> Passage for review:
--------------------------------------------------
What's unrealistic again? Staples of the franchise include concepts as fanciful as Plasma Rifles, Ghouls, and a "Forced Evolutionary Virus" that turns people into monsters. Come on, that last one has more in common with Teenage Mutant Ninja Turtles than Mad Max. A realistic depiction of life after a Global Thermonuclear War would be fascinating.....for a RPG/RTS hybrid. But it would only fleetingly resemble Fallout.

And I strongly disagree with Commiered's argument that things would be "getting back to normal" after 200 years. I mean.....

608px-US_and_USSR_nuclear_stockpiles.svg.png


Given the nature of the Fallout universe, I think its safe to assume that nuclear proliferation would continue to grow exponentially, ESPECIALLY during the Resource Wars. Since the Pre-War Fallout civilization basically eschewed development of miniaturized electronics, munitions targetting would also be relatively primative. This means that militaries would compensate by using (much) larger payloads in their nuclear arsenals (this was true with the real-world USSR, hence them being batshit crazy enough to put 20 megaton missles in service). By 2077, 50mt+ Tsar-Bomb-style nukes would be frighteningly commonplace in the Fallout world.
--------------------------------------------------
> Point-per-instance localization data:
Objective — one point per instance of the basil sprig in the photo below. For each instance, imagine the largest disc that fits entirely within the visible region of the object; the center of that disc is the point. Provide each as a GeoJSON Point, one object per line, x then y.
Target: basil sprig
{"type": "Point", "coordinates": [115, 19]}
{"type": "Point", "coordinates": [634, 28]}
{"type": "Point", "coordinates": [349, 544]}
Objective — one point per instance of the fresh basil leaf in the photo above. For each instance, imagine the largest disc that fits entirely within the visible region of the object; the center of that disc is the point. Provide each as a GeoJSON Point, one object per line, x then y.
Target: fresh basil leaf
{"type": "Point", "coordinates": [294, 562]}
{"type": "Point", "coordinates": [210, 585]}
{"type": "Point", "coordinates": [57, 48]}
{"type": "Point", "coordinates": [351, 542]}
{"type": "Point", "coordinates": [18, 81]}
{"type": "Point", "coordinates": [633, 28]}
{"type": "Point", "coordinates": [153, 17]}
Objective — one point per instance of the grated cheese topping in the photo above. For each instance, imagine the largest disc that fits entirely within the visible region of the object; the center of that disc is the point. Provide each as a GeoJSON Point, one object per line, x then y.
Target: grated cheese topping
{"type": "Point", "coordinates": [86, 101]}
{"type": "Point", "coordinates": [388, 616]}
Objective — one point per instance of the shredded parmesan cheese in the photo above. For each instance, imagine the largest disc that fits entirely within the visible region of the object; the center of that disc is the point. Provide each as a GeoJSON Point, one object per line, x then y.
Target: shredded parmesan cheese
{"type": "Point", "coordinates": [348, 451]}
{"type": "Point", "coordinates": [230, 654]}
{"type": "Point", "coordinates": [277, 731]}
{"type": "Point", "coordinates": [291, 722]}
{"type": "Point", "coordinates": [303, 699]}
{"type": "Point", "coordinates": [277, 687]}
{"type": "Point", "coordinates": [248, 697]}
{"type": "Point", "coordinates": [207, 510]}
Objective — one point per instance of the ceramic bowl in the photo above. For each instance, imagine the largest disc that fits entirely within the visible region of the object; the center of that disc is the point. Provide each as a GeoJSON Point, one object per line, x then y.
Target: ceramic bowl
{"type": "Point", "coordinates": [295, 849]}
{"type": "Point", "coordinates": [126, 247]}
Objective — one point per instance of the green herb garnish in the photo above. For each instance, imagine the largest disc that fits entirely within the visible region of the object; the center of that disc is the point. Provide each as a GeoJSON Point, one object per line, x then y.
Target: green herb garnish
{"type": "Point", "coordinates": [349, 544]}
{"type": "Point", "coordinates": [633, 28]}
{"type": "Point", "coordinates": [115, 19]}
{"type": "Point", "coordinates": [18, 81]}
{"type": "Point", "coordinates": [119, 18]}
--------------------------------------------------
> Task requirements:
**1.** Rewrite the paragraph of the Fallout post that begins "Given the nature of the Fallout universe" as a short bulleted list, keeping its main facts.
**2.** What does the Fallout post say the "Forced Evolutionary Virus" does to people?
**3.** Transcribe the Fallout post word for word, starting with "Given the nature" and going on through "the Fallout world.".
This material stands apart from the Fallout post.

> List of answers:
**1.**
- Nuclear proliferation in the Fallout universe would likely keep growing exponentially, especially during the Resource Wars.
- Pre-War civilization largely avoided developing miniaturized electronics, so munitions targeting would be fairly primitive.
- Militaries would compensate with much larger nuclear payloads, as the real-world USSR did by putting 20-megaton missiles in service.
- By 2077, Tsar-Bomb-style nukes of 50 megatons or more would be frighteningly common.

**2.** It turns people into monsters.

**3.**
Given the nature of the Fallout universe, I think its safe to assume that nuclear proliferation would continue to grow exponentially, ESPECIALLY during the Resource Wars. Since the Pre-War Fallout civilization basically eschewed development of miniaturized electronics, munitions targetting would also be relatively primative. This means that militaries would compensate by using (much) larger payloads in their nuclear arsenals (this was true with the real-world USSR, hence them being batshit crazy enough to put 20 megaton missles in service). By 2077, 50mt+ Tsar-Bomb-style nukes would be frighteningly commonplace in the Fallout world.